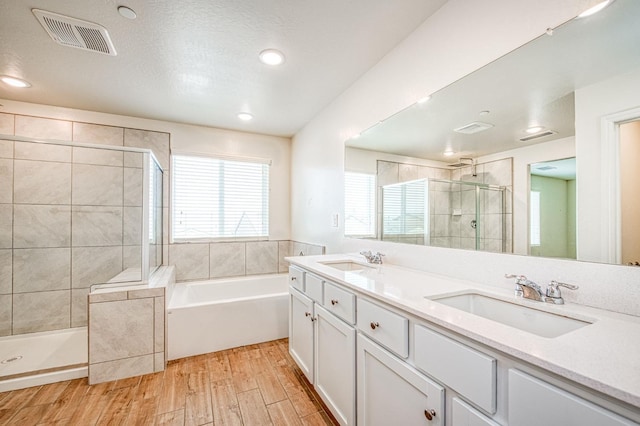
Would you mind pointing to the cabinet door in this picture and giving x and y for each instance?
(336, 365)
(301, 317)
(390, 392)
(533, 402)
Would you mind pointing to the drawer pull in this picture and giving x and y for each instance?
(430, 414)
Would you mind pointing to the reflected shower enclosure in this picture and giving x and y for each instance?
(445, 213)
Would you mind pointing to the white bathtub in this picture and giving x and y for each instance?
(209, 316)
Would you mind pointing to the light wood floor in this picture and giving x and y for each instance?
(251, 385)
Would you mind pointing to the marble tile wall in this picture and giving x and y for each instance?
(201, 261)
(70, 217)
(127, 333)
(455, 231)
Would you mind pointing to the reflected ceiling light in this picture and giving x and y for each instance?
(14, 82)
(271, 57)
(127, 12)
(595, 9)
(534, 129)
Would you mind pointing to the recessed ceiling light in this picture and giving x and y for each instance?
(534, 129)
(14, 82)
(127, 12)
(595, 9)
(271, 57)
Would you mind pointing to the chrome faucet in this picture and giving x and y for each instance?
(529, 290)
(526, 288)
(372, 258)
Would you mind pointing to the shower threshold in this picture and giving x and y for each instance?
(39, 358)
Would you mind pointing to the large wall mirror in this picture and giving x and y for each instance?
(536, 153)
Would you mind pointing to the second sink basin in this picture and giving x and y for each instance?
(346, 265)
(542, 323)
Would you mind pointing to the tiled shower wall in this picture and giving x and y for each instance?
(455, 231)
(47, 264)
(220, 260)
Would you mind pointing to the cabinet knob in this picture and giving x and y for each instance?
(430, 414)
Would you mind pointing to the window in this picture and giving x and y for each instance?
(219, 198)
(404, 210)
(534, 218)
(359, 204)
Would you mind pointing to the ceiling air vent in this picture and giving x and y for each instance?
(73, 32)
(474, 127)
(538, 135)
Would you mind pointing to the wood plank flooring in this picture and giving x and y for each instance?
(251, 385)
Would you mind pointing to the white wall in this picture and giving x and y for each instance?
(198, 139)
(461, 37)
(593, 103)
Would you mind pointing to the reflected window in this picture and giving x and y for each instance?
(534, 218)
(359, 204)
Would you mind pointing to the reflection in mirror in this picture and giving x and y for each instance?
(629, 200)
(552, 209)
(541, 102)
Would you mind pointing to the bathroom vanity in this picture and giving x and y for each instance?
(387, 345)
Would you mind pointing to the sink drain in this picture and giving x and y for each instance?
(12, 359)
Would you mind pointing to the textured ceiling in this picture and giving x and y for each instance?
(197, 61)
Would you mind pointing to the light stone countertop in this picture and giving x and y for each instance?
(604, 355)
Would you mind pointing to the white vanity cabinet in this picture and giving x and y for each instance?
(324, 345)
(534, 402)
(301, 319)
(335, 378)
(390, 392)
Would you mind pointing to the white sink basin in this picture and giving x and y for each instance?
(346, 265)
(542, 323)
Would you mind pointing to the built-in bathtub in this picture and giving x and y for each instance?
(209, 316)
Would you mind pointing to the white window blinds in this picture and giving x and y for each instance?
(359, 204)
(219, 198)
(405, 208)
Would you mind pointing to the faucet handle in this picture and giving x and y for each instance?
(553, 289)
(520, 279)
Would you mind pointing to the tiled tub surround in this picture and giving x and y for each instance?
(127, 328)
(447, 229)
(601, 356)
(201, 261)
(70, 216)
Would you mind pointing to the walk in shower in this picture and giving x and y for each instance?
(446, 213)
(71, 215)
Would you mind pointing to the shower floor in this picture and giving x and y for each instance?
(39, 358)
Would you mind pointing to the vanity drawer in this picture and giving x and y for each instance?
(470, 373)
(340, 302)
(313, 287)
(464, 415)
(296, 278)
(386, 327)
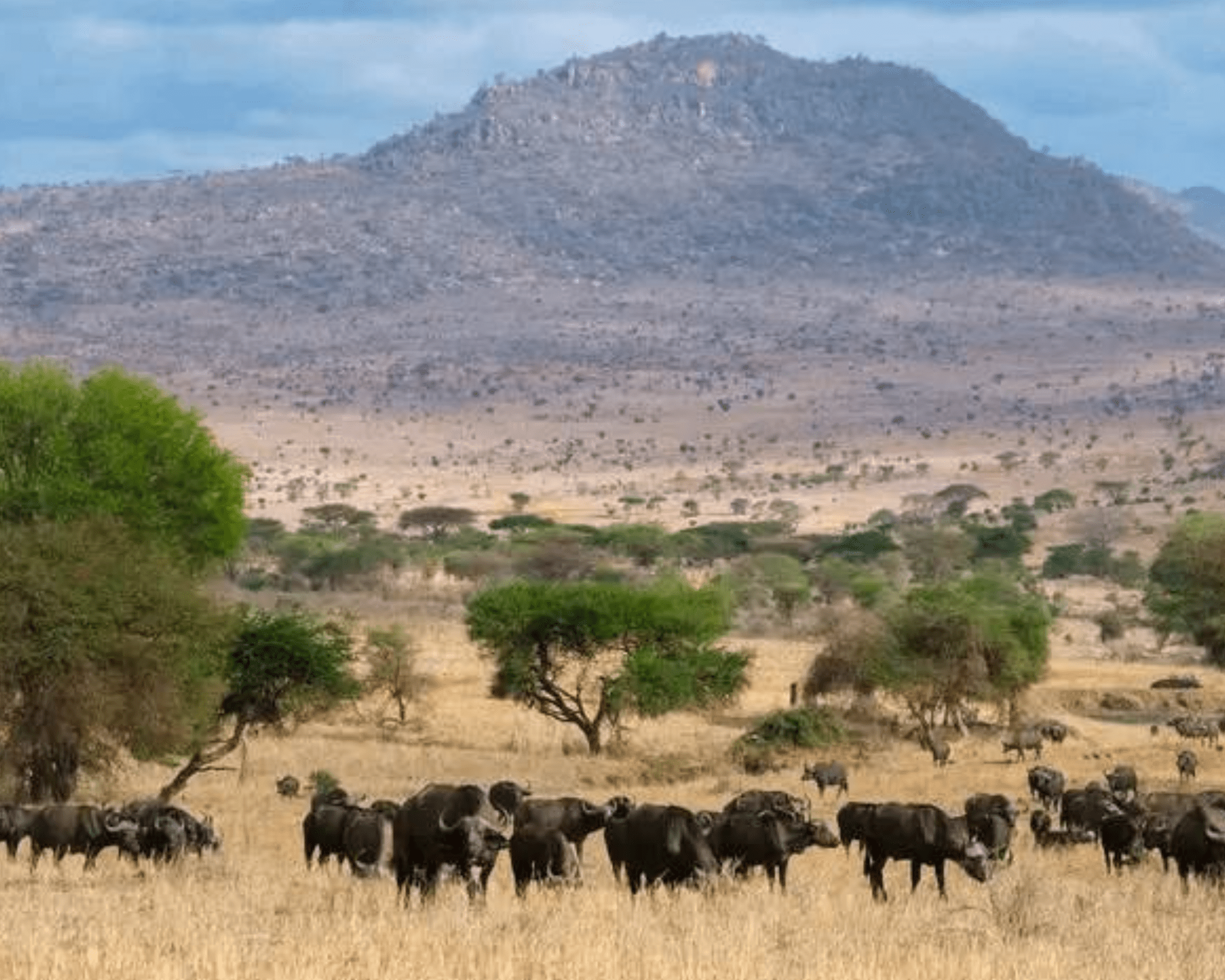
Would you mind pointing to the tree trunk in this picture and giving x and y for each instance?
(203, 761)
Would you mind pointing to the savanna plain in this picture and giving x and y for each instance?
(255, 910)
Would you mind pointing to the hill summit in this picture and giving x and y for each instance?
(688, 155)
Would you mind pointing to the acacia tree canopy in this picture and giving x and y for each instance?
(117, 445)
(590, 654)
(106, 643)
(1186, 592)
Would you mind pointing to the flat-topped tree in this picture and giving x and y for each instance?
(591, 654)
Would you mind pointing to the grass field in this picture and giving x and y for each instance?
(255, 910)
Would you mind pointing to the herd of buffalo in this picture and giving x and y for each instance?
(458, 831)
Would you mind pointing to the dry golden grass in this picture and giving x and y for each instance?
(257, 911)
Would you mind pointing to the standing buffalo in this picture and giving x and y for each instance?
(535, 848)
(766, 840)
(853, 823)
(923, 835)
(827, 775)
(660, 845)
(1022, 741)
(1197, 842)
(78, 829)
(1123, 782)
(1047, 786)
(756, 801)
(15, 826)
(447, 826)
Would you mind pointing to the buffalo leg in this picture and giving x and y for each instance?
(940, 876)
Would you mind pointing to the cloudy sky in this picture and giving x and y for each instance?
(118, 90)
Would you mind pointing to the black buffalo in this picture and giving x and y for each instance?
(660, 845)
(827, 775)
(766, 840)
(1123, 840)
(167, 832)
(80, 829)
(1047, 786)
(992, 818)
(447, 826)
(923, 835)
(1123, 782)
(853, 823)
(1027, 739)
(1197, 842)
(535, 851)
(366, 837)
(1046, 836)
(756, 801)
(15, 826)
(543, 854)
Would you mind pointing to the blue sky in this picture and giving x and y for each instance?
(118, 90)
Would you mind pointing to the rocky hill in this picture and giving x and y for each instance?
(704, 209)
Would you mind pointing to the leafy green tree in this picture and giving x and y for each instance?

# # #

## Objective:
Go through the entries above and output them exactly, without pictures.

## Correct result:
Would you mind pointing to the cabinet door in this picture and giving x and y for each instance?
(336, 365)
(301, 317)
(390, 392)
(533, 402)
Would you mind pointing to the drawer pull in this picture and giving x and y for each instance?
(430, 414)
Would you mind pointing to the reflected shower enclosure in this picture and giving x and y for each instance?
(445, 213)
Would you mind pointing to the white bathtub in this picture and giving x and y for each instance?
(209, 316)
Would you mind pointing to the light wood floor in this picture and giving x and y for each instance?
(251, 385)
Would you mind pointing to the marble tile wall in this picture and giving x and y for each instance?
(201, 261)
(70, 217)
(127, 333)
(455, 231)
Would you mind pointing to the reflected ceiling light in this picture and giving x and y for each instance?
(14, 82)
(271, 57)
(127, 12)
(595, 9)
(534, 129)
Would you mind pointing to the recessed ceiling light in this picture and giving x and y for each instance?
(534, 129)
(14, 82)
(127, 12)
(595, 9)
(271, 57)
Would you mind pointing to the chrome faucet in this picture and giving x and y for each instance?
(529, 290)
(526, 288)
(372, 258)
Would you mind pointing to the shower threshold in this picture and giving x and y for each instance?
(39, 358)
Would you mind pointing to the large wall mirror in this picture and giving x and y for each instance?
(536, 153)
Would you mind pointing to the second sink basin in this picture and giving x and y for each instance?
(346, 265)
(542, 323)
Would you mind pointing to the tiled shower wall in this picture and giving x and y for each instance?
(455, 231)
(47, 264)
(220, 260)
Would you mind pointing to the cabinet knob in this picture and giving x and y for each instance?
(430, 414)
Would you mind pointing to the window in this picture and giving x and y for each instance?
(219, 198)
(404, 210)
(534, 218)
(359, 204)
Would you mind pointing to the ceiling air vent in this picture and giving x and y for each instance?
(73, 32)
(474, 127)
(538, 135)
Would you mind pointing to the wood plank flooring in this picture and giving x and y for each instance?
(251, 385)
Would you mind pointing to the white wall in this picture and giving x and y for each instance?
(198, 139)
(461, 37)
(593, 103)
Would you mind pointing to the reflected window in this picture and giving x and y for each instance?
(534, 218)
(359, 204)
Would you mind pointing to the reflection in mirror in this picture and giving x and y for each instance?
(629, 200)
(552, 209)
(541, 102)
Would you mind pointing to the bathroom vanity in this picture and giving x and y for each instance?
(387, 345)
Would you mind pointing to the sink drain in this picture and giving x and y for each instance?
(12, 359)
Would you mind pointing to the textured ceiling in this picture and giving x and y for each instance?
(197, 61)
Would you mind pointing to the light stone countertop in this picture and giving x and y for each instance?
(604, 355)
Would you mind pointing to the white vanity cabinet in this picture and giving x and y for each instance?
(324, 345)
(534, 402)
(301, 319)
(335, 378)
(390, 392)
Would you mind pointing to the white sink basin in this picture and giving x and y for each instance?
(346, 265)
(542, 323)
Would you mind pointing to the built-in bathtub in this picture and giving x and y for each instance?
(209, 316)
Would you mind pointing to the white window blinds in this picture and giving x and y for each instance?
(359, 204)
(219, 198)
(405, 208)
Would you mind pointing to the faucet handle in this picture and giving x and y for each instance?
(553, 289)
(520, 279)
Would you mind pointing to the tiled tub surround in this picture and giving x and y for each instance?
(127, 328)
(447, 229)
(601, 356)
(201, 261)
(70, 216)
Would you mind pointing to the walk in shower in this picture and giving x and y for each instance?
(446, 213)
(71, 215)
Would you mind pointing to the shower floor in this picture and giving x and y for each instance?
(39, 358)
Would you mind pointing to the vanity drawer in this picture and giving x and y for each instance?
(470, 373)
(340, 302)
(313, 287)
(464, 415)
(296, 278)
(386, 327)
Would you mind pointing to the tree trunk in this picture and giving x and y for each instance?
(203, 761)
Would you mind pointing to the savanna plain in this picture and giving x and y for each instance?
(255, 910)
Would you mind pointing to the hill summit in this picture and giving x and y for each instance?
(688, 155)
Would you mind pointing to the acacia tree canopy in this picture and giving x and y for each instance?
(117, 445)
(590, 654)
(106, 643)
(1186, 592)
Would you mind pointing to the flat-topped tree in this picture and giving x and y for each instance?
(591, 654)
Would you mind pointing to the grass field in this picture and giving x and y for each instance?
(255, 910)
Would you mind pointing to the herd of buffalo in this picture and giving x and y for each instance?
(458, 831)
Would you mind pointing to the dry golden grass in this picture and giving x and y for each instance?
(257, 911)
Would you mind pointing to the standing buffalo in this picture and giving x and y for each instance?
(535, 848)
(766, 840)
(853, 823)
(923, 835)
(827, 775)
(660, 845)
(1022, 741)
(1197, 842)
(78, 829)
(1123, 782)
(1047, 786)
(756, 801)
(15, 826)
(447, 826)
Would you mind pointing to the buffalo leg in this picture and giving x and y for each instance?
(940, 876)
Would you mind pointing to the cloudy sky in this picture and giving x and y for each instance?
(118, 90)
Would you mind pointing to the black buffalo in this picture and giving x and y for each instance?
(660, 845)
(827, 775)
(766, 840)
(1123, 840)
(167, 832)
(80, 829)
(1047, 786)
(992, 818)
(447, 826)
(923, 835)
(1123, 782)
(853, 823)
(1027, 739)
(1197, 842)
(535, 851)
(366, 837)
(1046, 836)
(756, 801)
(15, 826)
(543, 854)
Would you mind pointing to the blue sky in this picture and giving x and y for each instance?
(118, 90)
Would you mind pointing to the rocky hill in this picture and giving x and y for each instance?
(704, 209)
Would you mind pointing to the leafy green tree in this picture and giving x and y for each instance?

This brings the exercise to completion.